**Problems to work on:**
[a] Answer these from the batch iterator documentation:
(i) What is the default value of buffer_size for the batch iterator built from source and transformers?
(ii) What is the base class of Threads?
(iii) What does Loky move func to?
[b] Print the stretch of the batch iterator documentation from "Bases: Iterator" through "keyword arguments passed to transform.".

**Page text:**

####################

Combine source and transformers into a batch iterator that yields batches of size batch_size.

Parameters

source (Iterable) – an infinite iterable.
transformers (Callable) – the callable that transforms the objects generated by the previous element of the pipeline.
batch_size (int, Callable) – the size of batch.
batches_per_epoch (int) – the number of batches to yield each epoch.
buffer_size (int) – the number of objects to keep buffered in each pipeline element. Default is 1.
combiner (Callable) – combines chunks of single batches in multiple batches, e.g. combiner([(x, y), (x, y)]) -> ([x, x], [y, y]). Default is combine_to_arrays.
kwargs – additional keyword arguments passed to the combiner.

References

See the Batch iterators tutorial for more details.

close()[source]¶: Stop all background processes.

property closing_callback¶

A callback to make this interface compatible with Lightning which allows for a safe release of resources

Examples

>>> batch_iter = Infinite(...)
>>> trainer = Trainer(callbacks=[batch_iter.closing_callback, ...])

class dpipe.batch_iter.pipeline.Threads(func: Callable, *args, n_workers: int = 1, buffer_size: int = 1, **kwargs)[source]¶

Bases: Iterator

Apply func concurrently to each object in the batch iterator by moving it to n_workers threads.

Parameters

transform (Callable(Iterable) -> Iterable) – a function that takes an iterable and yields transformed values.
n_workers (int) – the number of threads to which transform will be moved.
buffer_size (int) – the number of objects to keep buffered.
args – additional positional arguments passed to transform.
kwargs – additional keyword arguments passed to transform.

References

See the Batch iterators tutorial for more details.

class dpipe.batch_iter.pipeline.Loky(func: Callable, *args, n_workers: int = 1, buffer_size: int = 1, **kwargs)[source]¶

Bases: Transform

Apply func concurrently to each object in the batch iterator by moving it to n_workers processes.

Parameters

transform (Callable(Iterable) -> Iterable) – a function that takes an iterable and yields transformed values.
n_workers (int) – the number of threads to which transform will be moved.
buffer_size (int) – the number of objects to keep buffered.
args – additional positional arguments passed to transform.

####################

[Pointing and labeling entries]

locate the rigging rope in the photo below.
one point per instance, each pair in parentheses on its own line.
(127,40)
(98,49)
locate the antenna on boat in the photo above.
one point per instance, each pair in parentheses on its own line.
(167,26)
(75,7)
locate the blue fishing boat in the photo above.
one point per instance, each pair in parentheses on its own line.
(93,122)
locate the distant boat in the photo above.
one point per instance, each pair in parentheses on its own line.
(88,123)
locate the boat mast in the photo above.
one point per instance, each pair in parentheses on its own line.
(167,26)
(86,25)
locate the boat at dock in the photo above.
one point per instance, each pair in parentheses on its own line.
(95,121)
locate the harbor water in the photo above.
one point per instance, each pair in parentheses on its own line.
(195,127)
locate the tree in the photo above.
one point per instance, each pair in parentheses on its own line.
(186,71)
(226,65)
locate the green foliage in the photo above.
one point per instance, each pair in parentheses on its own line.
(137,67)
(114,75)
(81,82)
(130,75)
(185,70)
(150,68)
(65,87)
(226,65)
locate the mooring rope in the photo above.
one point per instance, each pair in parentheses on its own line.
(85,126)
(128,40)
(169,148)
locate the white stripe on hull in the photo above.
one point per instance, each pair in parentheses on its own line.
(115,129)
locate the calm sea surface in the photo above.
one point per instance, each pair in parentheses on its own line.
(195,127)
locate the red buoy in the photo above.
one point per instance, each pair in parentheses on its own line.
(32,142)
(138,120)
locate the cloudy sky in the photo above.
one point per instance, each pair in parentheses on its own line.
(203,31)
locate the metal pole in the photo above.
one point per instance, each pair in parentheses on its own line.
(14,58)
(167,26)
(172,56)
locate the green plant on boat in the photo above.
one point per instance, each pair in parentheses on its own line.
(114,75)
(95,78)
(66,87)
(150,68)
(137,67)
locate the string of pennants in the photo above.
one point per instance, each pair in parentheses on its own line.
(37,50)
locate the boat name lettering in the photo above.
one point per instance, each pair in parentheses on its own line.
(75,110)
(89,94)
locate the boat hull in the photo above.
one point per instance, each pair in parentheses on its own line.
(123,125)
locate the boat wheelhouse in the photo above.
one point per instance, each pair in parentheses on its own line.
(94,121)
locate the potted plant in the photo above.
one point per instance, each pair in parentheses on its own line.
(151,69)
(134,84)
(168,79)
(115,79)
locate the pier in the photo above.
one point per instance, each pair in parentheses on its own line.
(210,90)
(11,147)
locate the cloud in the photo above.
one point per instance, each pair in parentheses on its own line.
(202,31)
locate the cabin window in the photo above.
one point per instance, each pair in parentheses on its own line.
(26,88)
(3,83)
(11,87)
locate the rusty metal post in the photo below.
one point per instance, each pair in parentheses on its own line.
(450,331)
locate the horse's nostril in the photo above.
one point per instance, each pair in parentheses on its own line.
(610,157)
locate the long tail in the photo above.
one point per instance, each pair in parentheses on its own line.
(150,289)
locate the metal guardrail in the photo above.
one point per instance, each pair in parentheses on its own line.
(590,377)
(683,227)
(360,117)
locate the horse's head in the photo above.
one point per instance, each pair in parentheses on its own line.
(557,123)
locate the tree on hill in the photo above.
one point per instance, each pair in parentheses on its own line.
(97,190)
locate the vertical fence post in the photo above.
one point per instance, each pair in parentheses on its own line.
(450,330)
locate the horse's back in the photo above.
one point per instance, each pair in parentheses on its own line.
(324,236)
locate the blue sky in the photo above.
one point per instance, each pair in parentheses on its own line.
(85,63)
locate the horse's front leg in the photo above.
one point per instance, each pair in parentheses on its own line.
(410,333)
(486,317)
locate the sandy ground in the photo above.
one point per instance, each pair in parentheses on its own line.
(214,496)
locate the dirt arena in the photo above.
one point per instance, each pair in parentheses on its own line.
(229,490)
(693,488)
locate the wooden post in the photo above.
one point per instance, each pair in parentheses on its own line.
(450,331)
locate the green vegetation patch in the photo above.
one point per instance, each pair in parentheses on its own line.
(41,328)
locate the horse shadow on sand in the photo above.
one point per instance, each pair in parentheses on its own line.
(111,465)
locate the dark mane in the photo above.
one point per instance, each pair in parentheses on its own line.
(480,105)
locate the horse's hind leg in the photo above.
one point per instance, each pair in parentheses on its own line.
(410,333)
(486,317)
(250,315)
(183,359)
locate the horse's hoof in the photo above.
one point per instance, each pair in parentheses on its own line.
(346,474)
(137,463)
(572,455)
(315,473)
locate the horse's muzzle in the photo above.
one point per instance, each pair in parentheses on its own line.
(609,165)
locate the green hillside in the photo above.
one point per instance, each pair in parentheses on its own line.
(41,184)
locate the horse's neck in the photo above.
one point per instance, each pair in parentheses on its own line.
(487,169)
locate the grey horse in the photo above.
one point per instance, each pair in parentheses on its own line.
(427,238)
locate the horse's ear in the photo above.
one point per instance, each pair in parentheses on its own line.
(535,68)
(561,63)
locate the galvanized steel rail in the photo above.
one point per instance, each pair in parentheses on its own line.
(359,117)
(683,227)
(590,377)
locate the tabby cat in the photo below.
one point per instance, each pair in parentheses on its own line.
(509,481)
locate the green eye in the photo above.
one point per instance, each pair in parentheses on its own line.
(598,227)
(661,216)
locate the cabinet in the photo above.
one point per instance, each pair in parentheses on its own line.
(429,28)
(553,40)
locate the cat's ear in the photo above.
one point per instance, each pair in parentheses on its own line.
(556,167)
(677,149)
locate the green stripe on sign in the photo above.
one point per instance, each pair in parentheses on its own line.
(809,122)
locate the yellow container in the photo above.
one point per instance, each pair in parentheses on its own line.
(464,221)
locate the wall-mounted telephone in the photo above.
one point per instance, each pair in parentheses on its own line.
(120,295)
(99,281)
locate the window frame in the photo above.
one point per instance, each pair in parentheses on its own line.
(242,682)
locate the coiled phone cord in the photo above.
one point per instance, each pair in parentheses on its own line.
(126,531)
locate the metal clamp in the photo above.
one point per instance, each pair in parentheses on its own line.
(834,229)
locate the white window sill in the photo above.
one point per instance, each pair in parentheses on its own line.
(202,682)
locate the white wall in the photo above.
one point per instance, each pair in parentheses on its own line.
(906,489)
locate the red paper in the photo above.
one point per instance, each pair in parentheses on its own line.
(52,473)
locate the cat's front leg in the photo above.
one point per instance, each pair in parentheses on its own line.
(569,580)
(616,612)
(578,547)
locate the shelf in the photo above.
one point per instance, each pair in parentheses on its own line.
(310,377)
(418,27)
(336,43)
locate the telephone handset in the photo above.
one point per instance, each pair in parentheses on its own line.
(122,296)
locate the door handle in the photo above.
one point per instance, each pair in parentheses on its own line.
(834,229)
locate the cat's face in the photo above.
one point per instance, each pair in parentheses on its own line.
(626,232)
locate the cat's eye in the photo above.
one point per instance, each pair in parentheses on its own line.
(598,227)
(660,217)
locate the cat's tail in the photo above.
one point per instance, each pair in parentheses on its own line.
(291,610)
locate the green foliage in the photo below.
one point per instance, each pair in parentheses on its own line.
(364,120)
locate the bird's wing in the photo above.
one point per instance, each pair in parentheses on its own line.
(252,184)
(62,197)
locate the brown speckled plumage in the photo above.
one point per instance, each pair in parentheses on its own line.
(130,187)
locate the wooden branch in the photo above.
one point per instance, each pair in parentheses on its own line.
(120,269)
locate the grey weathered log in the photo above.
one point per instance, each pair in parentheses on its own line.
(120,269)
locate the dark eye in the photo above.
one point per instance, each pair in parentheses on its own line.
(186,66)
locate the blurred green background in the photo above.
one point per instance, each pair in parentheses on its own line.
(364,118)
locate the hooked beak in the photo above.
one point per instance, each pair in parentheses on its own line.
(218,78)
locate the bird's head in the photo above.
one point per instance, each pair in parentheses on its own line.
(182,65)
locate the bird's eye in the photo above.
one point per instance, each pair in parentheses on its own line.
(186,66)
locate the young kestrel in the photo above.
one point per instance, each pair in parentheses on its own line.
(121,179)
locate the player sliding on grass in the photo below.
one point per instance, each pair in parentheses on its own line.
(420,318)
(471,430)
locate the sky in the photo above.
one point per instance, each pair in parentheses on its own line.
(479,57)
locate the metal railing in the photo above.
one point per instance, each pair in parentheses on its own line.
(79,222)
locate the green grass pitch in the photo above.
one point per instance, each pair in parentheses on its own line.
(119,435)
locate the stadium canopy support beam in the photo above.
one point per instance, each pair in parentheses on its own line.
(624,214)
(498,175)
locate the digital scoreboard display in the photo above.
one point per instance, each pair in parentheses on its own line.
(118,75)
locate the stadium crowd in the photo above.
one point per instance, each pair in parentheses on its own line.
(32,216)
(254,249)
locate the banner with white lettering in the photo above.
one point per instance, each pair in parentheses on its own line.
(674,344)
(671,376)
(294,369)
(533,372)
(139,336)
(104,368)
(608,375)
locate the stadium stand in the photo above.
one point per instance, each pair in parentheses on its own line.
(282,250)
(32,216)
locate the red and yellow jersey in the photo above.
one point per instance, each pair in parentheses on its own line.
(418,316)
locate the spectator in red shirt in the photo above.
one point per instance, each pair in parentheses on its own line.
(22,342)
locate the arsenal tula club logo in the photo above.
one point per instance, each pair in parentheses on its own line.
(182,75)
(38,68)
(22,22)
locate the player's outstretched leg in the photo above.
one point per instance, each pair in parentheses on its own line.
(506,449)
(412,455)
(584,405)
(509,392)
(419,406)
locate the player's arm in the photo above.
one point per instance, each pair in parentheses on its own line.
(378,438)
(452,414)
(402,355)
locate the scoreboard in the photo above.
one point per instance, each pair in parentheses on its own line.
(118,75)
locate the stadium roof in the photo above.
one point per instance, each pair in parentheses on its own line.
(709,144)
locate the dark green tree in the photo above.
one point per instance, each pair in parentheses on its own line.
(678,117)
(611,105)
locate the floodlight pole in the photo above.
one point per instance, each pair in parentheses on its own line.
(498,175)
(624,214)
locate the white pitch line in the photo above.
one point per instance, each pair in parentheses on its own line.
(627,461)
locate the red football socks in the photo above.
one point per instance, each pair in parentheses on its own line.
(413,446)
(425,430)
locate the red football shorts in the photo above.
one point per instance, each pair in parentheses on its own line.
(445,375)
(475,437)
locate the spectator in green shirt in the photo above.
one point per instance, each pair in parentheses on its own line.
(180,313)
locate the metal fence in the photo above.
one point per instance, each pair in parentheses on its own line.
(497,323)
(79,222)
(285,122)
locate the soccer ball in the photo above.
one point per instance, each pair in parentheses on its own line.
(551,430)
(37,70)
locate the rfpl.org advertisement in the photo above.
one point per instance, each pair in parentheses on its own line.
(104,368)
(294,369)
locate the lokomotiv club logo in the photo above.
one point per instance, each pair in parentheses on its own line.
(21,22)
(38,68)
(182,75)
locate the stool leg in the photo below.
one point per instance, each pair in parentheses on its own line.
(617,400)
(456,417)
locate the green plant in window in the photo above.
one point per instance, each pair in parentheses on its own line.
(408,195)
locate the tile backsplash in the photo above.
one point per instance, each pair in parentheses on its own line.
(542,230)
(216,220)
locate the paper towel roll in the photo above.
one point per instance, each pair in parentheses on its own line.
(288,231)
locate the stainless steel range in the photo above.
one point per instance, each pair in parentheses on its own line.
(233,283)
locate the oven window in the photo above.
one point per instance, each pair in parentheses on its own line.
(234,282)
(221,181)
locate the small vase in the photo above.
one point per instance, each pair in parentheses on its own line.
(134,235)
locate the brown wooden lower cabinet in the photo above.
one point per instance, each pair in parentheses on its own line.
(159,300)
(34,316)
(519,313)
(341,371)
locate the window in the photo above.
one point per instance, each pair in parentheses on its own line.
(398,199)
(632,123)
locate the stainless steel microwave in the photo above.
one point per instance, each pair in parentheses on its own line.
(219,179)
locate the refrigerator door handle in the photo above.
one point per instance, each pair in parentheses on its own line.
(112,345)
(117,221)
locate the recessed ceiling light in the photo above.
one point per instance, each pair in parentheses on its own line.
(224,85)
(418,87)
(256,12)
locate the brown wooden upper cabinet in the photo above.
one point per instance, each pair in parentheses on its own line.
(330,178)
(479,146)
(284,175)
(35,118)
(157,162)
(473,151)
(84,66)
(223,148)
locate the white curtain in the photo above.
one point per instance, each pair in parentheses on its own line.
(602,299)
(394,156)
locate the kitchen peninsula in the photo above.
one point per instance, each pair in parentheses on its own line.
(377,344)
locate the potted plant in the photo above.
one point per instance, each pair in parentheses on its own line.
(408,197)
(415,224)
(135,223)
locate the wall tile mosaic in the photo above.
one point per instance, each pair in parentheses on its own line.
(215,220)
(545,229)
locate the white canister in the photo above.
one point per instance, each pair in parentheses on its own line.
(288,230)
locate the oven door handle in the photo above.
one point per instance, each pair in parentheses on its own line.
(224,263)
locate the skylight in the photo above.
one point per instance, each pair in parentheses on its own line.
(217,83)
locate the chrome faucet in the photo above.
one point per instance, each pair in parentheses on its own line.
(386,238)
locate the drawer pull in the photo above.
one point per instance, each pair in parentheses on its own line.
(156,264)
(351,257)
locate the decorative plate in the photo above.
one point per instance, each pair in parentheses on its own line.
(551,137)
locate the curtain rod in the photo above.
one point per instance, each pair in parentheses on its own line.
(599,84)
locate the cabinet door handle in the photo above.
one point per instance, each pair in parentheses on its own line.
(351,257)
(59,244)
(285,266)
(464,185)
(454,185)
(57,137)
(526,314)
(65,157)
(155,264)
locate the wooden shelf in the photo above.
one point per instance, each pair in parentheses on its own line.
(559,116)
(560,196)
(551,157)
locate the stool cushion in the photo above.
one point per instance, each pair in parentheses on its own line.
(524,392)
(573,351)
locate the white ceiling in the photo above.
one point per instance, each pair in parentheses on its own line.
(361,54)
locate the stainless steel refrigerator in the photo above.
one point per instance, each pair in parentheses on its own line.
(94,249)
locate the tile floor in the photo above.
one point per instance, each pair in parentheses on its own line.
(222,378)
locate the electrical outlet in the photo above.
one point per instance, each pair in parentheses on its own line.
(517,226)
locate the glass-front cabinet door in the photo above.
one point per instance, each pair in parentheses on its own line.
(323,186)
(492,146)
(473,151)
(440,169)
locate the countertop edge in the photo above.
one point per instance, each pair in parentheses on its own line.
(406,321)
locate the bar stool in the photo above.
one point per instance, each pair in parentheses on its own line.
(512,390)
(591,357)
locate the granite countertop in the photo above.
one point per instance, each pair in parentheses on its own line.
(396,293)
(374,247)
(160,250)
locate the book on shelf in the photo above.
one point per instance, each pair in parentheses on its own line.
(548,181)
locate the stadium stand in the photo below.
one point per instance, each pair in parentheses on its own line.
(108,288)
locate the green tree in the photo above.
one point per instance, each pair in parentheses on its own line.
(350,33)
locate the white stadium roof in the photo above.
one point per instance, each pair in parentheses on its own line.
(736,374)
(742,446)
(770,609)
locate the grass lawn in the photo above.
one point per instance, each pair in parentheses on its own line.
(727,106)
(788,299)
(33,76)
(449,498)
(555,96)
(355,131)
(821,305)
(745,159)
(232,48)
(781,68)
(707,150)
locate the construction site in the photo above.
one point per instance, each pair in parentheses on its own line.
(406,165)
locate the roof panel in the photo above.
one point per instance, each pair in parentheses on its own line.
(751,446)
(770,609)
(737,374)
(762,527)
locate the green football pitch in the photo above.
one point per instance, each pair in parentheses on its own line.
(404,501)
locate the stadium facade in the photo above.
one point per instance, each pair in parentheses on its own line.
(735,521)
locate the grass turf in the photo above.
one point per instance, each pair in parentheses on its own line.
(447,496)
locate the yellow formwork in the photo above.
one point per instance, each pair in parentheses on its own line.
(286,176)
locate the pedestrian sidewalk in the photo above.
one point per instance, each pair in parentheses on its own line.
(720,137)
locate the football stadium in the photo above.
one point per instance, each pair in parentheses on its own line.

####################

**Responses by task:**
[a]
(i) 1
(ii) Iterator
(iii) n_workers processes

[b]
Bases: Iterator

Apply func concurrently to each object in the batch iterator by moving it to n_workers threads.

Parameters

transform (Callable(Iterable) -> Iterable) – a function that takes an iterable and yields transformed values.
n_workers (int) – the number of threads to which transform will be moved.
buffer_size (int) – the number of objects to keep buffered.
args – additional positional arguments passed to transform.
kwargs – additional keyword arguments passed to transform.